*TEXTAUSZUG*.
*****
Jedoch keines wird von den Saturnbewohnern so sorgfältig gemieden wie eben ein
solches „Mudland“.
[Sa.01_023,03] Wie sieht denn dieses Tier aus? – Gibt es etwas ähnliches auf
dieser Erde? – Ja, es gibt auch hier ein ähnliches Tier; jedoch auf der Erde
spielt dieses Tier eine sehr untergeordnete Rolle, während es auf diesem
Planeten den ersten und fürchterlichsten Rang in jeder Hinsicht einnimmt, sowohl
was seine Riesengröße wie auch seine Wildheit und Gefräßigkeit betrifft.
[Sa.01_023,04] Welchem Tier auf eurer Erde sieht denn dieses große Tier ähnlich?
*****
*BEREITGESTELLTES MATERIAL*.
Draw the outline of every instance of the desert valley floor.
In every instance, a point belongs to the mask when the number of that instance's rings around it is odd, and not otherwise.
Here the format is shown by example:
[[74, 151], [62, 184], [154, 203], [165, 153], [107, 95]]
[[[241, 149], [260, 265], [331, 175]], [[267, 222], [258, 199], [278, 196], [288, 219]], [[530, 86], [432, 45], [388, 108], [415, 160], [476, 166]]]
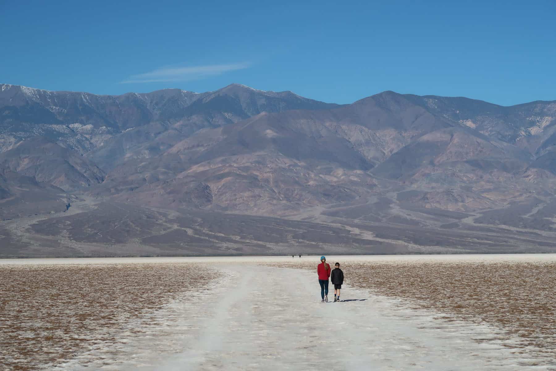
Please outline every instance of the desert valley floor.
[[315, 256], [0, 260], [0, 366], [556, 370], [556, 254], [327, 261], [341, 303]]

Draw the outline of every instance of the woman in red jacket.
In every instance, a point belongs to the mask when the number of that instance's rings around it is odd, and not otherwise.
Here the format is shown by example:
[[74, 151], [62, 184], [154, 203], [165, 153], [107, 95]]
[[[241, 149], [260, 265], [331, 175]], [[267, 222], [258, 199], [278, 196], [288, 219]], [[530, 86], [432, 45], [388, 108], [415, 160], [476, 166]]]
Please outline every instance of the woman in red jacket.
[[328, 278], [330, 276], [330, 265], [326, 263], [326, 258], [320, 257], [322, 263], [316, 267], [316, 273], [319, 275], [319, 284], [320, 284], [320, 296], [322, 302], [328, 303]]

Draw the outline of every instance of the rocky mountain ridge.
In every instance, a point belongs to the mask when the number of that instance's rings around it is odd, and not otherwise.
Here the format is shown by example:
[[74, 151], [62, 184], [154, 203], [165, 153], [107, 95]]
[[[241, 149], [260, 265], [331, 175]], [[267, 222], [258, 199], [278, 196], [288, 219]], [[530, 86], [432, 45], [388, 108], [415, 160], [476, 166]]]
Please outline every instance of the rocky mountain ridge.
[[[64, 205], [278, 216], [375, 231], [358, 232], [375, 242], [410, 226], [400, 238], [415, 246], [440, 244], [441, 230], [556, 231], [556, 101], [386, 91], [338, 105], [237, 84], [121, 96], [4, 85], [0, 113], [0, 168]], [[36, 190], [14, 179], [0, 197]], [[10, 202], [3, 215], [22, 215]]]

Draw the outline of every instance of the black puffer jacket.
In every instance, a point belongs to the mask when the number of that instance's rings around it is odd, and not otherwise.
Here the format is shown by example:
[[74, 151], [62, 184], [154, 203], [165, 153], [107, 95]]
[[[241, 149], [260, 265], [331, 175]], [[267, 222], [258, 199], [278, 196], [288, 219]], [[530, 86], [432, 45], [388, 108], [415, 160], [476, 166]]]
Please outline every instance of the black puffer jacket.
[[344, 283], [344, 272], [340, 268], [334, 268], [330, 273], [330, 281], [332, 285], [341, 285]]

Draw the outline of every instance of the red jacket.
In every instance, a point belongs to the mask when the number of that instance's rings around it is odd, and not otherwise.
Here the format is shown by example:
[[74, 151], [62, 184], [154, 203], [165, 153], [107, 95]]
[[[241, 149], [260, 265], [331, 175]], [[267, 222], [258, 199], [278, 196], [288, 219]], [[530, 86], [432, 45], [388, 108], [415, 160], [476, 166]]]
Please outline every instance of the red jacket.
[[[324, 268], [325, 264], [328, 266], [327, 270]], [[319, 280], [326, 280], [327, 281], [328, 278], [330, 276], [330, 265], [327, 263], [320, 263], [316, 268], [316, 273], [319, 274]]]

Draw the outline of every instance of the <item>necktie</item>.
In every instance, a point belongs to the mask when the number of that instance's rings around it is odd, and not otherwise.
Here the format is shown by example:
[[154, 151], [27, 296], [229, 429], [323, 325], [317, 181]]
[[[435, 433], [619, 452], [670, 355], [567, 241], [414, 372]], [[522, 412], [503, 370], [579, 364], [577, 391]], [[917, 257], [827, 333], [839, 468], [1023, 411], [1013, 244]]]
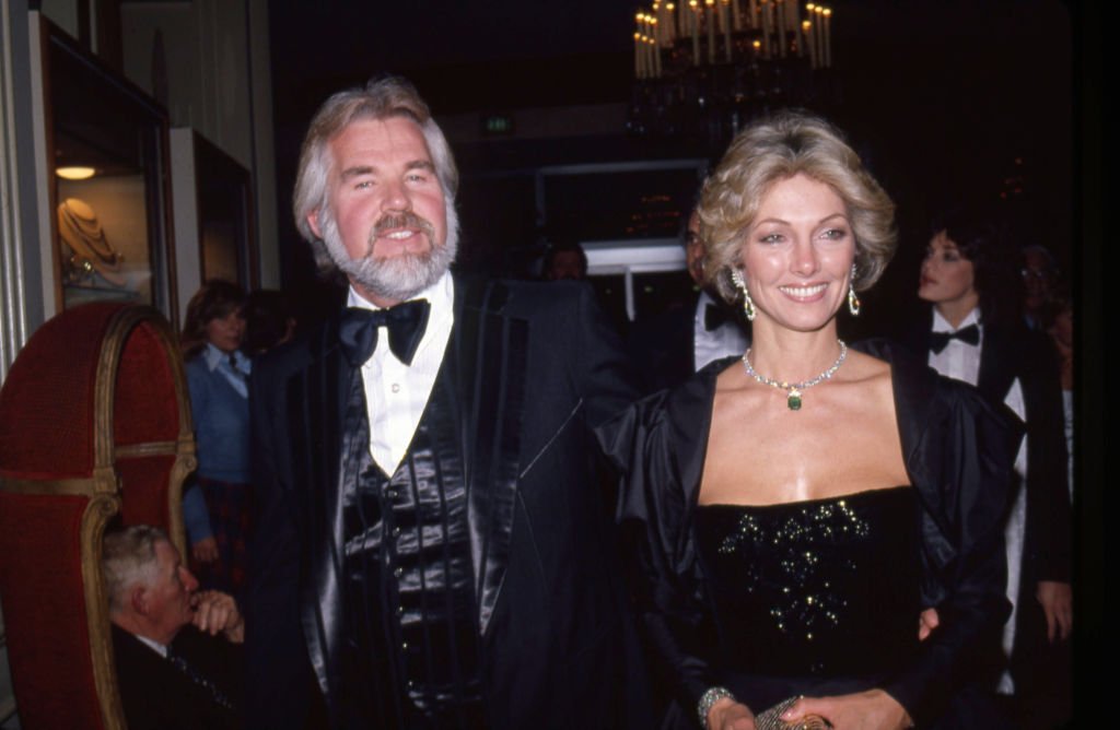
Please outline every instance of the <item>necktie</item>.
*****
*AUFGABEN*.
a - Stimmen die folgenden Aussagen mit dem Textauszug überein? Beantworte jede mit Ja oder Nein und belege die Antwort mit den entscheidenden Worten des Textauszugs als wörtlichem Zitat.
(i) Die Saturnbewohner meiden ein „Mudland“ besonders sorgfältig.
(ii) Auf der Erde gibt es kein Tier, das dem beschriebenen ähnlich ist.
(iii) Auf der Erde spielt das ähnliche Tier eine bedeutende Rolle.
b - Zähle alle Eigenschaften auf, in denen das Tier laut Textauszug auf jenem Planeten den ersten und fürchterlichsten Rang einnimmt.
Die Datensätze braucht man zur Bearbeitung nicht.

*SCHRIFTLICHE ANTWORTEN*.
a -
(i) Ja: „Jedoch keines wird von den Saturnbewohnern so sorgfältig gemieden wie eben ein solches „Mudland“.“
(ii) Nein: „Ja, es gibt auch hier ein ähnliches Tier“
(iii) Nein: „auf der Erde spielt dieses Tier eine sehr untergeordnete Rolle“

b - Riesengröße, Wildheit, Gefräßigkeit